• [Required task 1]:
Answer these questions about the real estate agreement.
(a) What is the street address of the Purchaser's property?
(b) What does the City's independent appraisal give as the range for the Premises?
(c) What is the total Purchase Price for the Premises?
• [Required task 2]: Return the passage of the real estate agreement that begins at the words "STATEMENT OF AGREEMENT" and stops after the words "a voluntary transfer.".
• [Required task 3]: Write the next part of the real estate agreement, starting right after its last sentence.

BACKGROUND INFORMATION
WHEREAS, the City is the owner of approximately 0.040 acres along the north side of
Purchaser's property at 35 N. High Street, Dublin, Ohio 43017 in the City of Dublin, County of
Franklin and State of Ohio, consisting of parcel no. 273-012200 which is more fully described in
the attached Exhibit "A" (said real property, together with all improvements constructed thereon,
and all rights, appurtenances and hereditaments appertaining thereto, shall hereinafter be referred
to as the "Pronerty"); and
WHEREAS, the Purchaser has asked the City to sell a portion of the Property consisting of
0.002 acres with an approximate width of 7 feet and a length of 30 feet, which is more fully described
on Exhibit `B" (said real property, together with all improvements constructed thereon, and all
rights, appurtenances and hereditaments appertaining thereto, shall hereinafter be referred to as the
'Premises"); and
WHEREAS, the City has determined that the Premises is no longer needed for a public
purpose; and
WHEREAS, Section 37.04 entitled "Exceptions and Alternatives to Competitive Bidding"
provides in part: "(J) Real Estate. The Council may, by ordinance, provide for the sale or lease of
real property with or without public bidding, on such terms and for such value as Council, in the
exercise of its discretion, may deem reasonable and in the best interest of the city.'; and
WHEREAS, the City requested and received independent appraisal reports of the Premises
and such reports confirm the negotiated purchase price herein is within the appraisal range for the
Premises of $90 per square foot; and
WHEREAS, it is the desire of the Parties to memorialize the terms of the real estate purchase
in this Agreement.
STATEMENT OF AGREEMENT
NOW THEREFORE, for good and valuable consideration, the receipt and sufficiency of
which is hereby acknowledged, the City and Purchaser covenant, agree and obligate themselves to
the foregoing Background hiformation and as follows:
ARTICLE I
SALE AND PURCHASE OF THE PREMISES
1. Sale. The City hereby agrees to sell and convey to the Purchaser, and the Purchaser hereby
agrees to purchase and obtain from the City the Premises. The Parties acknowledge and
represent that this conveyance of the Premises is a voluntary transfer.
2. Purchase Price. The total Purchase Price for the Premises shall be $7,840.80 (the "Purchase
Price") which sum shall constitute the entire amount of the compensation due to the City for
the Premises described and depicted in the attached Exhibit `B".

[Dataset rows]

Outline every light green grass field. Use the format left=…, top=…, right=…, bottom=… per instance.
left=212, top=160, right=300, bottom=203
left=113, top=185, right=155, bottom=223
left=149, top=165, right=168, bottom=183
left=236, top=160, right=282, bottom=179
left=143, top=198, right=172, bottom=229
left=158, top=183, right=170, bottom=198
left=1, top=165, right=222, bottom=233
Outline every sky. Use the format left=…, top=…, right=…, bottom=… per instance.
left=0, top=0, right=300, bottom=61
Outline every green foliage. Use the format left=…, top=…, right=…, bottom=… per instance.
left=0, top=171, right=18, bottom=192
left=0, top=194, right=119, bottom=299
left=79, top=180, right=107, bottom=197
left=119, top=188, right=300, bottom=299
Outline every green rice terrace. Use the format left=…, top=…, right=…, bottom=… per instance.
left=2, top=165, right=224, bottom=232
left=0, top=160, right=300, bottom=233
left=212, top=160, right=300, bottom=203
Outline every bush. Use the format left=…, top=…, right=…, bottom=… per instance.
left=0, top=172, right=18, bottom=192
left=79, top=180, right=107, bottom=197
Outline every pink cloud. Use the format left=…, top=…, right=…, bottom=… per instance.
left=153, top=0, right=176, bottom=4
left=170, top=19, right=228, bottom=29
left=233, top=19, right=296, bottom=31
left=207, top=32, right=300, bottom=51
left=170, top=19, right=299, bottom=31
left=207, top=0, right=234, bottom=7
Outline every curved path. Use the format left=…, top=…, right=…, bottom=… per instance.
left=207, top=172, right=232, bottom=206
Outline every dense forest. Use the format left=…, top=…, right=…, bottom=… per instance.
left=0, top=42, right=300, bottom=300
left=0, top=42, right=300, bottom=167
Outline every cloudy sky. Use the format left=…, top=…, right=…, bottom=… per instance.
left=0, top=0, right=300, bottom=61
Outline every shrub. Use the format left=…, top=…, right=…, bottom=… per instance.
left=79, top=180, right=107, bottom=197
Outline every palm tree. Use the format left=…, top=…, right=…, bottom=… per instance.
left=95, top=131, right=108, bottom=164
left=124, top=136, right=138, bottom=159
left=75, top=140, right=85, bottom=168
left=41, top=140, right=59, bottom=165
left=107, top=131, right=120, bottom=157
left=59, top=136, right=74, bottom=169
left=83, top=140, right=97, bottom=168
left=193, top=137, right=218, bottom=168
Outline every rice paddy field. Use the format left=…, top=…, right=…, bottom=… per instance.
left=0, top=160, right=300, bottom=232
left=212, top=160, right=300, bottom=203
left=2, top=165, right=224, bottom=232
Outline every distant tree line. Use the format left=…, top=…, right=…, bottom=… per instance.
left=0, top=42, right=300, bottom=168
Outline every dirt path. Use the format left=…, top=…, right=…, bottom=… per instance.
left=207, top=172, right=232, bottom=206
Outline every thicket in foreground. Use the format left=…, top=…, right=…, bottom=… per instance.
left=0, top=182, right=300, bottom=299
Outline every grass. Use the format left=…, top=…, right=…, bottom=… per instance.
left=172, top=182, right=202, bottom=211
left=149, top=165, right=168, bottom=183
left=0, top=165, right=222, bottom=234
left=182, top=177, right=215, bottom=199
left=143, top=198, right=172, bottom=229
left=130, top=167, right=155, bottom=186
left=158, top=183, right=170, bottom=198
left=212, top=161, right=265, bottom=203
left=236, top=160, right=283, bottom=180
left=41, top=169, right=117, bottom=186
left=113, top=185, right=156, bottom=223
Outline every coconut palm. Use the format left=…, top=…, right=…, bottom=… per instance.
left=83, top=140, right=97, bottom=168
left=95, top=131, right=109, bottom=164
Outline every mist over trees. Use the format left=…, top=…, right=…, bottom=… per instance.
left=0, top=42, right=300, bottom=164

==

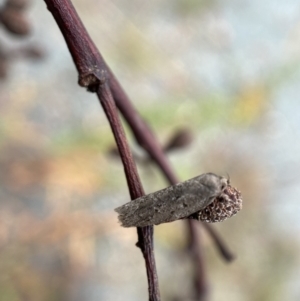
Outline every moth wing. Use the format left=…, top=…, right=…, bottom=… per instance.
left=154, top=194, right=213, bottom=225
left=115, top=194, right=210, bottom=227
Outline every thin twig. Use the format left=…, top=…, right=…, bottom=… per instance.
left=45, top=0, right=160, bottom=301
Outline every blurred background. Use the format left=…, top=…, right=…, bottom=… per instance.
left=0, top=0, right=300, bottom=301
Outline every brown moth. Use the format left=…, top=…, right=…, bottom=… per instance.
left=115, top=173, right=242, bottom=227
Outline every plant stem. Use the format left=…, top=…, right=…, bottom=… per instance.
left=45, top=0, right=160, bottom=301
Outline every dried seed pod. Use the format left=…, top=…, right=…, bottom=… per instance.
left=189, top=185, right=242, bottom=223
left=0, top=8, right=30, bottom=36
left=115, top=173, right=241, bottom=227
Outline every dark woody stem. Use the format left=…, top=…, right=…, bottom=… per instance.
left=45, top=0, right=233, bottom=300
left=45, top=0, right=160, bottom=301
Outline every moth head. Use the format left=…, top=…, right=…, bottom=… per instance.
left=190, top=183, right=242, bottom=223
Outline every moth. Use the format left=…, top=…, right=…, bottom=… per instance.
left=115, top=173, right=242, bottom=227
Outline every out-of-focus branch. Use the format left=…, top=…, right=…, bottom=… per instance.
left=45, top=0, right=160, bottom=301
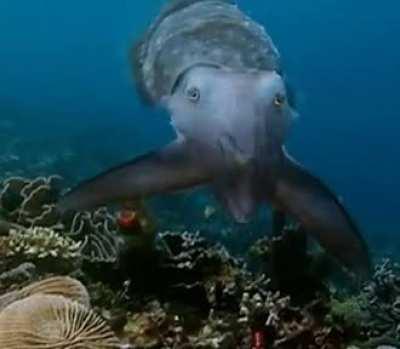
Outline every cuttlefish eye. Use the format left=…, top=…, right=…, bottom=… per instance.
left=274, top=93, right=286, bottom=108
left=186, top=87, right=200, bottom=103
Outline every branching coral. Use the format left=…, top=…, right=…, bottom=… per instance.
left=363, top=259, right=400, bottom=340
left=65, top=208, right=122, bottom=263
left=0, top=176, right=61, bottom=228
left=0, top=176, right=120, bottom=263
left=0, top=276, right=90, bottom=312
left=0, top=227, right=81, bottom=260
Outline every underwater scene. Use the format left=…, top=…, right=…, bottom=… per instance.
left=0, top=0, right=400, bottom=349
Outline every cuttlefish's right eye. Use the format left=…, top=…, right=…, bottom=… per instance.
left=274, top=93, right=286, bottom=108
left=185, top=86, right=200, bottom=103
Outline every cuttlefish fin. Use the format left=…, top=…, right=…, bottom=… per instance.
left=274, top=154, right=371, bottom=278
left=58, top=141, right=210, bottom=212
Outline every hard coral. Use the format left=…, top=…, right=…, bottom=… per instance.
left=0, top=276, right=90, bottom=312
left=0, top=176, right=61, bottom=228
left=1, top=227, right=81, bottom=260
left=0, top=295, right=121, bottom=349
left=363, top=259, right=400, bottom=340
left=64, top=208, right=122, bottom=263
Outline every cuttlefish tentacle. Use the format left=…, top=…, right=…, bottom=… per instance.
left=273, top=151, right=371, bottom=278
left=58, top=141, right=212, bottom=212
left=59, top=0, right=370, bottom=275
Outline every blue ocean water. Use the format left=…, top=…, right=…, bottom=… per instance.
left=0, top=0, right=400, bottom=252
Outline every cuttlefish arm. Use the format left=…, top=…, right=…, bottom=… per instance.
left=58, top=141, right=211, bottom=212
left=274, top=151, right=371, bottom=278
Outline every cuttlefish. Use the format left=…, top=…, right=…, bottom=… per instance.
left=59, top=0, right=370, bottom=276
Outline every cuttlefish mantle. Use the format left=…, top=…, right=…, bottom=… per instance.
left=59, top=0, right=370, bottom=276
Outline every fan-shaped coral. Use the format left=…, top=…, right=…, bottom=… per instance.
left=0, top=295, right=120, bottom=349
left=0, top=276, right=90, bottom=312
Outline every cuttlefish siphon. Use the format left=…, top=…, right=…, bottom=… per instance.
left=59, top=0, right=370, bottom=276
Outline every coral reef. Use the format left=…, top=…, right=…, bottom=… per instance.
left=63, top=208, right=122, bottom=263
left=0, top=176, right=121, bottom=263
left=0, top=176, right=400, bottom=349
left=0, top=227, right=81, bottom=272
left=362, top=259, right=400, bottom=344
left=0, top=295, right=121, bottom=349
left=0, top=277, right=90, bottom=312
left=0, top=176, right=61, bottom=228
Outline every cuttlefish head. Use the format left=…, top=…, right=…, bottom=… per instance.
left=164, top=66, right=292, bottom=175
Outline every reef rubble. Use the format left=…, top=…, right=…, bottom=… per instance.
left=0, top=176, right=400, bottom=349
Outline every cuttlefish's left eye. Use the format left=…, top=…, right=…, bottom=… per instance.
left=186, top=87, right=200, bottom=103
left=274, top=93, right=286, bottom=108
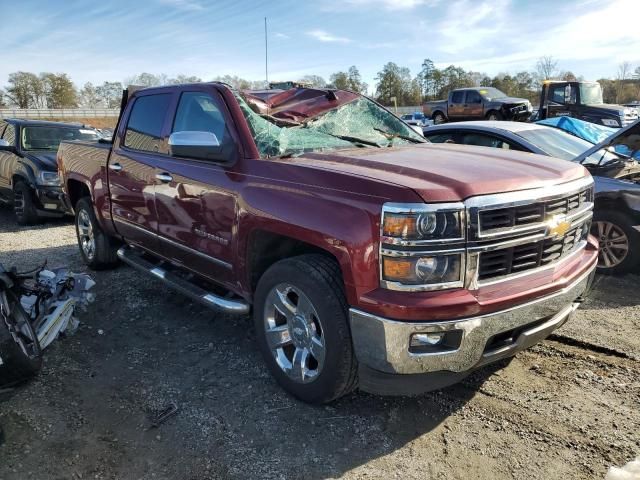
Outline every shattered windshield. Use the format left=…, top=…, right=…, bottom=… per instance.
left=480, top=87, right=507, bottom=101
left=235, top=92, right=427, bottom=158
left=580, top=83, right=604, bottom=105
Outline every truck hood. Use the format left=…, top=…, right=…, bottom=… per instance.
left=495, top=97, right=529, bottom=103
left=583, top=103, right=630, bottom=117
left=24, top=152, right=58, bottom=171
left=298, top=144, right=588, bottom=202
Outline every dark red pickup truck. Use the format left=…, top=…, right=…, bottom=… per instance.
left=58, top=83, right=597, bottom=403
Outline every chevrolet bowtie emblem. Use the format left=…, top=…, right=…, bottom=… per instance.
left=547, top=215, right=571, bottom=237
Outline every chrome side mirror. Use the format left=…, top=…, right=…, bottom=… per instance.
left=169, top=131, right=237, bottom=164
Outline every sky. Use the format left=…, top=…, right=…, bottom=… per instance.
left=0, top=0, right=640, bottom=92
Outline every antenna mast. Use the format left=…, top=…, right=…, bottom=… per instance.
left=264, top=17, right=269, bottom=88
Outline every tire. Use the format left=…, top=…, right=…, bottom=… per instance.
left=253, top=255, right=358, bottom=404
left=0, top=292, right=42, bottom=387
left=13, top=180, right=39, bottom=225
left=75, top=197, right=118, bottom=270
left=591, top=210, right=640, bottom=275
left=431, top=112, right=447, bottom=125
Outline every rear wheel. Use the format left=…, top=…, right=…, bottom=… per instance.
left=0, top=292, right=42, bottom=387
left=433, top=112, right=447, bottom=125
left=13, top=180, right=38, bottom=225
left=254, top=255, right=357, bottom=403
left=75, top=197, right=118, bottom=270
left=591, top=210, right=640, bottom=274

• [Written reply 1]:
(a) 35 N. High Street, Dublin, Ohio 43017
(b) $90 per square foot
(c) $7,840.80

• [Written reply 2]:
STATEMENT OF AGREEMENT
NOW THEREFORE, for good and valuable consideration, the receipt and sufficiency of
which is hereby acknowledged, the City and Purchaser covenant, agree and obligate themselves to
the foregoing Background hiformation and as follows:
ARTICLE I
SALE AND PURCHASE OF THE PREMISES
1. Sale. The City hereby agrees to sell and convey to the Purchaser, and the Purchaser hereby
agrees to purchase and obtain from the City the Premises. The Parties acknowledge and
represent that this conveyance of the Premises is a voluntary transfer.

• [Written reply 3]:
ARTICLE II
3. Contingent Agreement. The Closing in this Agreement shall be completely contingent upon
the satisfaction or waiver of the contingencies set forth in Article II, Paragraph 4 below
(individually, a "Contingency" and collectively the "Contingencies"), within thirty (30) days
of the execution of this Agreement (the "Contingency Period"). The date upon which the last
of the Contingencies is either satisfied or waived, in accordance with Section 4 or otherwise,
shall be referred to as the "Contingency Date".
4. Contingencies. The Contingencies are as follows:
a. Dublin City Council approving an Ordinance to authorize the purchase of the Premises
at the Purchase Price (this contingency may not be waived); and
b. The Purchaser shall determine that the Premises shall have soil conditions, as
determined by engineering tests or studies satisfactory to the Purchaser, which without
substantial corrective measures, permit construction thereon of additional
improvements within and upon the Premises; and
c. The Purchaser shall have determined, in its sole judgment, that the use and further
development of the Premises for the Purchaser's intended use is economically and
physically feasible.
The Purchaser shall pay all expenses relating to or arising out of the Contingencies.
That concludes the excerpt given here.